**TEXT EXCERPT:**

TrustedLLM / LLMDet

LLMDet is a text detection tool that can identify which generated sources the text came from (e.g. large language model or human-write).
MIT License
48 stars 9 forks source link

ConnectionError: Couldn't reach 'xsum' on the Hub (ProxyError) #1

Open QiShanZhang opened 1 year ago

QiShanZhang commented 1 year ago

datasets 2.13.1 pyhd8ed1ab_0 conda-forge i cant run the dataset.py please help me. thank you very much.

cansee5 commented 1 year ago

If you only need to use the detection feature of "llmdet" and don't need to worry about the dataset issue, you can simply follow the methods described in the README.md to use it.

To address your issue, you can use the following methods for resolution: If you encounter the "cannot connect" issue while using datasets.load_dataset() to download on the server, even when connected to the internet, you can try downloading and saving it locally on your personal computer using the following code:

from datasets import load_dataset
dataset = load_dataset('xsum')
dataset.save_to_disk('./xsum')

Afterward, you can upload the dataset to the server, and then you will be able to load the dataset on the server, avoiding issues related to unstable or unresponsive network connections during online downloads. Here is the usage method for loading datasets on the server:

from datasets import load_from_disk
raw_dataset = load_from_disk("./xsum")

**DATA RECORDS:**
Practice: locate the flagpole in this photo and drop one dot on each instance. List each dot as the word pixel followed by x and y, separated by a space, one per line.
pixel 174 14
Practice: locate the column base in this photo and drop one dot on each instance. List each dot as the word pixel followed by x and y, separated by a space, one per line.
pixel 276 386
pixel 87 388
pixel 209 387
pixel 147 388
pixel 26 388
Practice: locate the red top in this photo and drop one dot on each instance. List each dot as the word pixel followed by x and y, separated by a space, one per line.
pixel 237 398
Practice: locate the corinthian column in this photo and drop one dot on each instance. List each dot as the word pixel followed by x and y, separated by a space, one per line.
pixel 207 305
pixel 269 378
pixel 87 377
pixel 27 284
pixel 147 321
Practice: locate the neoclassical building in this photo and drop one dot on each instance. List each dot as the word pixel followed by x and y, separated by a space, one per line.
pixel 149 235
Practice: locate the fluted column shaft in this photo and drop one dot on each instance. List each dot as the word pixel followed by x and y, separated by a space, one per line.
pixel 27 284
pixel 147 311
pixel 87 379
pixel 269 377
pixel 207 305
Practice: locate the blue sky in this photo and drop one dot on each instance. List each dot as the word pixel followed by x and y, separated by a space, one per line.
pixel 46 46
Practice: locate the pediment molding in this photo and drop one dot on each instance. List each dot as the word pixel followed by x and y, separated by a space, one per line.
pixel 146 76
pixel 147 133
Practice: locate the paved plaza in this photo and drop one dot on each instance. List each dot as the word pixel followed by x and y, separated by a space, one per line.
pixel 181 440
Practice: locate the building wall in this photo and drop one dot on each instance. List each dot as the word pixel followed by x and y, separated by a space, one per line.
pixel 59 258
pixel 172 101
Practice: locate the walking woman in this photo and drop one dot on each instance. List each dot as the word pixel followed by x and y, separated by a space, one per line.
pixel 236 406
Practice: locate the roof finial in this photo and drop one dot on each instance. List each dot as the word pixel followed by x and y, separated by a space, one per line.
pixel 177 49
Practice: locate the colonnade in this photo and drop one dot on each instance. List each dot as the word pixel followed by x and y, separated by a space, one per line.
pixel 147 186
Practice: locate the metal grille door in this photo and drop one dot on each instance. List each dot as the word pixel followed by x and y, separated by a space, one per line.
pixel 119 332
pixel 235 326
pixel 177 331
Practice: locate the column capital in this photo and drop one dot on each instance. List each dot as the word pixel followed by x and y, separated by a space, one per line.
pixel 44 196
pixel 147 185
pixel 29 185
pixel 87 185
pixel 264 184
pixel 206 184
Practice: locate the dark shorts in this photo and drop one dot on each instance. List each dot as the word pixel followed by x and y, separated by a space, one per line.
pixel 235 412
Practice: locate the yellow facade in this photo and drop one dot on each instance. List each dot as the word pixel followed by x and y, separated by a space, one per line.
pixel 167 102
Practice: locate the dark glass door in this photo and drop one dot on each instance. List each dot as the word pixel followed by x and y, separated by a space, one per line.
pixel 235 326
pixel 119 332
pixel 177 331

**TASK REQUIREMENTS:** Print the LLMDet issue thread once more in full, reproducing every line verbatim.

**THE RESPONSE:**
TrustedLLM / LLMDet

LLMDet is a text detection tool that can identify which generated sources the text came from (e.g. large language model or human-write).
MIT License
48 stars 9 forks source link

ConnectionError: Couldn't reach 'xsum' on the Hub (ProxyError) #1

Open QiShanZhang opened 1 year ago

QiShanZhang commented 1 year ago

datasets 2.13.1 pyhd8ed1ab_0 conda-forge i cant run the dataset.py please help me. thank you very much.

cansee5 commented 1 year ago

If you only need to use the detection feature of "llmdet" and don't need to worry about the dataset issue, you can simply follow the methods described in the README.md to use it.

To address your issue, you can use the following methods for resolution: If you encounter the "cannot connect" issue while using datasets.load_dataset() to download on the server, even when connected to the internet, you can try downloading and saving it locally on your personal computer using the following code:

from datasets import load_dataset
dataset = load_dataset('xsum')
dataset.save_to_disk('./xsum')

Afterward, you can upload the dataset to the server, and then you will be able to load the dataset on the server, avoiding issues related to unstable or unresponsive network connections during online downloads. Here is the usage method for loading datasets on the server:

from datasets import load_from_disk
raw_dataset = load_from_disk("./xsum")